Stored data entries
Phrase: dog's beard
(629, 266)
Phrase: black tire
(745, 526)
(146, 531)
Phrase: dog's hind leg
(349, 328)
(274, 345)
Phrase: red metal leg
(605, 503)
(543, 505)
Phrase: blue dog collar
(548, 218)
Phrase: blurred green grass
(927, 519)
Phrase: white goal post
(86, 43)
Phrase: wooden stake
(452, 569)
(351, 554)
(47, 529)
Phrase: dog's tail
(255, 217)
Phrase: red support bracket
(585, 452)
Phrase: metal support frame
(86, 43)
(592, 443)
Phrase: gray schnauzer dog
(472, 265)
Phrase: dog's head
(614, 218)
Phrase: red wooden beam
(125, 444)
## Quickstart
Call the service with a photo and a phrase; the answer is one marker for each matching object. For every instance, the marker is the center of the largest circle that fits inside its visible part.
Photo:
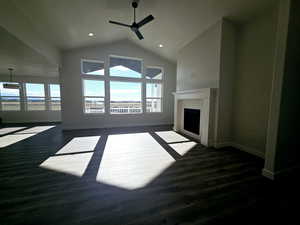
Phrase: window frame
(20, 97)
(26, 97)
(155, 81)
(155, 67)
(83, 95)
(49, 97)
(92, 61)
(125, 57)
(161, 98)
(123, 81)
(107, 79)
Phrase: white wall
(72, 107)
(287, 149)
(209, 62)
(255, 58)
(198, 62)
(226, 81)
(30, 116)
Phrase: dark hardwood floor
(204, 186)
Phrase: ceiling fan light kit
(135, 26)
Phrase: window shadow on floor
(202, 186)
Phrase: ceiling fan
(135, 26)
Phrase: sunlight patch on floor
(12, 139)
(171, 136)
(74, 164)
(35, 130)
(80, 144)
(132, 161)
(7, 130)
(183, 148)
(75, 158)
(22, 135)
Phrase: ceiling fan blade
(138, 33)
(120, 24)
(145, 21)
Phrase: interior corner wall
(225, 92)
(255, 58)
(198, 62)
(73, 116)
(287, 150)
(30, 116)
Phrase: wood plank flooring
(203, 186)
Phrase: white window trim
(140, 82)
(49, 97)
(23, 96)
(83, 95)
(91, 60)
(26, 97)
(20, 101)
(161, 98)
(156, 67)
(107, 79)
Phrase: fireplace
(189, 105)
(192, 120)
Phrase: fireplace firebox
(191, 121)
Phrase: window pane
(34, 104)
(7, 91)
(153, 105)
(11, 103)
(35, 90)
(153, 90)
(122, 67)
(154, 73)
(94, 105)
(94, 88)
(55, 104)
(125, 97)
(92, 68)
(54, 90)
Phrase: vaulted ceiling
(65, 24)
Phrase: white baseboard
(223, 144)
(248, 149)
(268, 174)
(244, 148)
(280, 173)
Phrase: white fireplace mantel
(207, 98)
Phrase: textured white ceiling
(66, 23)
(25, 61)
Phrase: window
(129, 88)
(154, 73)
(94, 94)
(125, 97)
(55, 100)
(92, 67)
(154, 97)
(35, 96)
(10, 98)
(125, 67)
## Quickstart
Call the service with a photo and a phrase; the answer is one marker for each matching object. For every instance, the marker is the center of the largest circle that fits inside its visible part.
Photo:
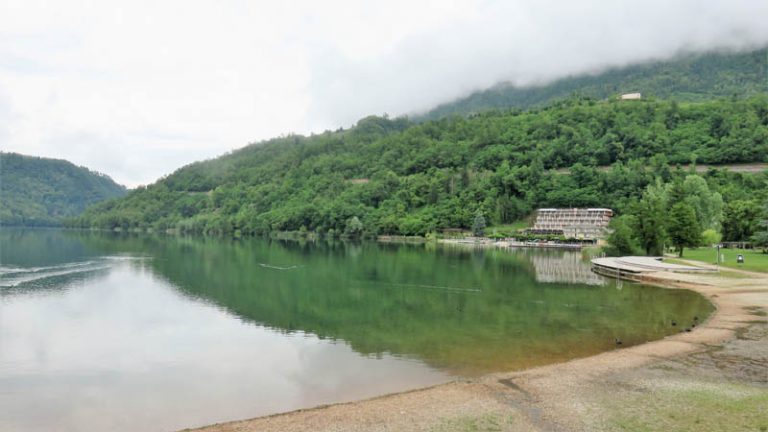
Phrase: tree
(760, 239)
(650, 214)
(478, 225)
(711, 237)
(621, 239)
(683, 228)
(740, 218)
(354, 227)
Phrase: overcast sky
(136, 89)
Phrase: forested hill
(391, 176)
(689, 78)
(41, 192)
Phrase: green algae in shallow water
(219, 330)
(465, 311)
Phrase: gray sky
(136, 89)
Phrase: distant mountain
(37, 191)
(391, 176)
(687, 78)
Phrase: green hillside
(41, 192)
(392, 176)
(689, 78)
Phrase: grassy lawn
(711, 408)
(754, 260)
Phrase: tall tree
(683, 227)
(760, 239)
(740, 219)
(650, 213)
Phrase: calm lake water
(121, 332)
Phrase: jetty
(634, 267)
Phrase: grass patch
(722, 407)
(723, 273)
(754, 260)
(482, 423)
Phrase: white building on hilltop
(573, 223)
(631, 96)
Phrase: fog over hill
(139, 89)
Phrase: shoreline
(545, 398)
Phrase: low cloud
(138, 89)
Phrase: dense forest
(42, 192)
(392, 176)
(688, 78)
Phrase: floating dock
(632, 267)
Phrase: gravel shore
(713, 378)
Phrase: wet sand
(660, 385)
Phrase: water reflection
(567, 267)
(160, 333)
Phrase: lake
(102, 331)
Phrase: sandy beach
(714, 377)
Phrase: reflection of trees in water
(465, 311)
(568, 267)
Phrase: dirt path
(713, 378)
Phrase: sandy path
(580, 394)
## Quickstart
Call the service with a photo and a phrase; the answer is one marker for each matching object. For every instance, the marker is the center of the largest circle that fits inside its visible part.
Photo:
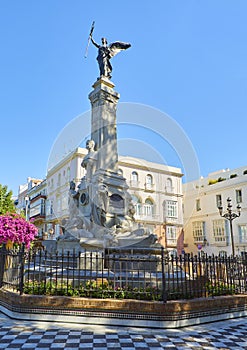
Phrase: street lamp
(230, 216)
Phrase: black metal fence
(146, 274)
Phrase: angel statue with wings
(106, 52)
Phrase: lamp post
(230, 216)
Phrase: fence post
(164, 293)
(22, 262)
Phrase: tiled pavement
(17, 334)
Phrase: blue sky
(188, 59)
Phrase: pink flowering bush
(15, 229)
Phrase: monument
(101, 212)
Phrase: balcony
(149, 187)
(134, 184)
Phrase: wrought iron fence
(146, 274)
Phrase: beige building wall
(205, 230)
(156, 190)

**What is being asked**
Transcribe nothing except the lines from the one with "Phrase: balcony" through the end of the data above, each exactly as it appears.

**Output of the task**
Phrase: balcony
(149, 187)
(134, 184)
Phrase: wrought iron fence
(146, 274)
Phrase: beige building wall
(205, 230)
(156, 190)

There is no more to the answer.